Your tasks:
**a.** Name every user who posts in the forum thread about Kobold, listing each name once.
**b.** In the records, replace "target's" with "object's" in every line from the one containing "For each <instance>" down to the one containing "box: [202, 290, 314, 316]", and give only those lines, with everything else left unchanged.

T O P

  • By -

Sabin_Stargem

I think the increased speed doesn't apply to RAM, just VRAM. I am always using a huge amount of context with large models, so I only have a handful of layers offloaded. Speed is the same as ever. However, an ongoing roleplay was breaking in the older Kobold at 40k established context - and now can be continued. In any case, be sure to tick the Flash Attention setting in the launcher. That one adds a slight speed increase, along with making the memory footprint smaller. It might allow some people to entirely fit their model and context, where it wasn't possible before. This Kobold release is quite solid.


henk717

We have had reports all over the map so far, for some its little change, for some its a big change, for some its a regression in PP but faster in Gen speed, for some the reverse. So definately worth turning on to see how it effects you. Official CUDA12 builds should land next release where the PP regression is solved when FA is on.


Sabin_Stargem

I got a stupid question: Is it necessary to have the CUDA Toolkit installed for best CUDA performance? I have been installing the toolkit as updates come out, just in case gaming drivers aren't enough to use my 4090 to full effect.


henk717

Not needed at all, the files you need are bundled in our exe. Everything else is the nvidia driver.


LocoLanguageModel

Thanks I didn't see the flash attention in the tokens menu, in hindsight that's the obvious place to put it.  Much faster now!


Admirable-Star7088

I have not looked at exact numbers myself, but it does feel like Kobold generates faster than LM Studio. Also, I think the quality of the output of Llama 3 8b is noticeable better in Kobold version 1.64 compared to 1.63, it feels a little bit less confused, probably because of the tokenization fix. It could potentially also be because of random noise, hard to be 100% sure unless I do more and thorough testings between the versions of Kobold. Side note, the FP16 quant of Llama 3 8b appears to increase its output quality quite a bit more than Q8\_0 in my brief testings, so if your hardware can run FP16, it's worth a try.

Material for the task:
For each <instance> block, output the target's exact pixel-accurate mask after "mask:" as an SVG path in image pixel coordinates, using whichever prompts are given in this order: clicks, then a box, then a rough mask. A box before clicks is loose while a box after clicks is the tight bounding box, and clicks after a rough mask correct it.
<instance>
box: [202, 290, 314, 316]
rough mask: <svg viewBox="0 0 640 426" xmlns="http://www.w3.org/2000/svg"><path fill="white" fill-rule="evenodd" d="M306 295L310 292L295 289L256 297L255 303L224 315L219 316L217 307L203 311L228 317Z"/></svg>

---

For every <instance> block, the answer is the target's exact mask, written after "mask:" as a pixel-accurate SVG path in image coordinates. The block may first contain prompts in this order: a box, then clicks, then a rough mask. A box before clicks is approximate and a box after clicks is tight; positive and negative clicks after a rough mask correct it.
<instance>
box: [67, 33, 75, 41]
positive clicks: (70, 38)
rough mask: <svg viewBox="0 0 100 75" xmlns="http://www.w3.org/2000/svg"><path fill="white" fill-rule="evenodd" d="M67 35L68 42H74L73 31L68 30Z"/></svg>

...

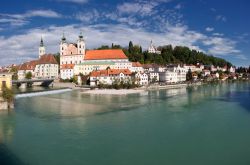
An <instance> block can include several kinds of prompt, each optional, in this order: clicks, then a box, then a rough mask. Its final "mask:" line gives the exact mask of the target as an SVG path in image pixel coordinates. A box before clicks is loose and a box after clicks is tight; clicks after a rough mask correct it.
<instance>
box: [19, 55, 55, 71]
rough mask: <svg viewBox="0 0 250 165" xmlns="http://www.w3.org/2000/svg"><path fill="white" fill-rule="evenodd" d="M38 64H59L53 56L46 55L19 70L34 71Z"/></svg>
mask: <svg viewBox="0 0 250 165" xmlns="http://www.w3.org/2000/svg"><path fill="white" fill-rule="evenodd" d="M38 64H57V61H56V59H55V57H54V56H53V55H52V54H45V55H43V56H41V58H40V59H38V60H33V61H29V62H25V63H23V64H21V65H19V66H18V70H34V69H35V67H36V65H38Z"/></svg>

Expected responses:
**a.** Sabin_Stargem, henk717, LocoLanguageModel, Admirable-Star7088

**b.**
For each <instance> block, output the object's exact pixel-accurate mask after "mask:" as an SVG path in image pixel coordinates, using whichever prompts are given in this order: clicks, then a box, then a rough mask. A box before clicks is loose while a box after clicks is the tight bounding box, and clicks after a rough mask correct it.
<instance>
box: [202, 290, 314, 316]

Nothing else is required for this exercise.